_WRITTEN TASK_. Write out all of the material below line for line, changing nothing.

-- begin ENTRIES SHOWN --

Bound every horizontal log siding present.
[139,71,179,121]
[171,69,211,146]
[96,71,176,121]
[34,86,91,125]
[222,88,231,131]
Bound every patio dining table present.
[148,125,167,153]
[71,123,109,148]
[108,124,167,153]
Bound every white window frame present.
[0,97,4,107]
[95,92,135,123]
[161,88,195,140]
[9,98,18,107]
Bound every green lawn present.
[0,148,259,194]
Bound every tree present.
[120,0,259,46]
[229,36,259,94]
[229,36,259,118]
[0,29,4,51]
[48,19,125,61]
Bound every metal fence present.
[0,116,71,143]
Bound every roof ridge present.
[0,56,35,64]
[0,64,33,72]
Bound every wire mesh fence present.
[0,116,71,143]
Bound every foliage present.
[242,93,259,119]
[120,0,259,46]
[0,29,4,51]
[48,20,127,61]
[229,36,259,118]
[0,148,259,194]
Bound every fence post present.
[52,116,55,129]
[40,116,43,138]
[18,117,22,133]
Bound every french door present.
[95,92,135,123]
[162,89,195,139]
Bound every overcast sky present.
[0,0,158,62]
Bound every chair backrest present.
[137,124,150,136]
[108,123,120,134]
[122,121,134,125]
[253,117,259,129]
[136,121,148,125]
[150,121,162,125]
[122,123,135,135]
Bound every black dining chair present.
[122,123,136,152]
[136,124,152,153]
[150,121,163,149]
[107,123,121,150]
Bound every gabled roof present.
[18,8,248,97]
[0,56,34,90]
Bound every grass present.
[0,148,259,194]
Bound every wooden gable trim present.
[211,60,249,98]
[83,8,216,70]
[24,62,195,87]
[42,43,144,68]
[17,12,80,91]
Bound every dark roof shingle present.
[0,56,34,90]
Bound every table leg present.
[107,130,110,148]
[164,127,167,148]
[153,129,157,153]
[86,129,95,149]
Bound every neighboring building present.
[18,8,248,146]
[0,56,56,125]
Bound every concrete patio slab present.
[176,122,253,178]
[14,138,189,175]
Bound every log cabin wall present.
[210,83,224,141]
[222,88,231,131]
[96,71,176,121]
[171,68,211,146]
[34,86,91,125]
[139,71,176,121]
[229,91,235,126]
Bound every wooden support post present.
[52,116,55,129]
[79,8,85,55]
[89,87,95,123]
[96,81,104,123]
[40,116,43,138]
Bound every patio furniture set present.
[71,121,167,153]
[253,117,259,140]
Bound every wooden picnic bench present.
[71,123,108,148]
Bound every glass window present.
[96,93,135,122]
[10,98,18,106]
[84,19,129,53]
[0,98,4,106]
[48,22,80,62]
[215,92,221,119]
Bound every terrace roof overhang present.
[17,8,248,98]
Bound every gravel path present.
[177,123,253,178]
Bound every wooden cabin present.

-- end ENTRIES SHOWN --

_ANSWER FOR THIS EXERCISE_.
Bound every horizontal log siding present.
[139,71,179,121]
[171,69,211,146]
[96,71,176,121]
[34,86,91,125]
[222,88,231,131]
Bound every patio dining table present.
[148,125,167,153]
[71,123,109,148]
[108,124,167,153]
Bound every white window frame present.
[0,97,4,107]
[95,92,135,123]
[161,88,195,140]
[9,98,18,107]
Bound every green lawn present.
[0,148,259,194]
Bound every tree present.
[120,0,259,46]
[229,36,259,94]
[229,36,259,118]
[0,29,4,51]
[48,19,125,61]
Bound every metal fence present.
[0,116,71,143]
Bound every roof ridge present.
[0,56,35,64]
[0,64,33,72]
Bound every wire mesh fence present.
[0,116,71,143]
Bound every foliage present.
[242,93,259,119]
[120,0,259,46]
[0,29,4,51]
[48,20,127,61]
[229,36,259,118]
[0,148,259,194]
Bound every fence post present.
[52,116,55,129]
[40,116,43,138]
[18,117,22,133]
Bound every french door present.
[95,92,135,123]
[162,89,195,139]
Bound every overcast sky present.
[0,0,158,62]
Bound every chair backrest present.
[137,124,150,136]
[108,123,120,134]
[122,121,134,125]
[253,117,259,129]
[136,121,148,125]
[150,121,162,125]
[122,123,135,135]
Bound every black dining chair present.
[122,123,136,152]
[136,124,152,153]
[150,121,163,149]
[107,123,121,150]
Bound every gabled roof present.
[18,8,248,97]
[0,56,34,90]
Bound every grass present.
[0,148,259,194]
Bound every wooden gable trim present.
[211,60,249,98]
[83,8,216,70]
[24,62,195,87]
[42,43,144,68]
[17,12,80,91]
Bound every dark roof shingle present.
[0,56,34,90]
Bound every table leg present.
[107,130,110,148]
[164,127,167,148]
[153,129,157,153]
[86,129,95,149]
Bound every neighboring building present.
[18,8,248,146]
[0,56,56,125]
Bound every concrete patio slab present.
[176,122,253,178]
[14,138,189,175]
Bound every log cabin wall present.
[210,83,224,141]
[222,88,231,131]
[96,71,176,121]
[171,68,211,146]
[34,86,91,125]
[139,71,176,121]
[229,91,235,126]
Bound every wooden support post present.
[52,116,55,129]
[79,8,85,55]
[89,87,95,123]
[96,81,104,123]
[40,116,43,138]
Bound every patio furniture set present.
[71,121,167,153]
[253,117,259,140]
Bound every wooden picnic bench present.
[71,123,108,148]
Bound every glass window present.
[96,93,135,122]
[10,98,18,106]
[84,19,129,53]
[0,98,4,106]
[48,22,80,62]
[215,92,221,119]
Bound every terrace roof overhang present.
[17,8,248,98]
Bound every gravel path present.
[177,123,253,178]
Bound every wooden cabin present.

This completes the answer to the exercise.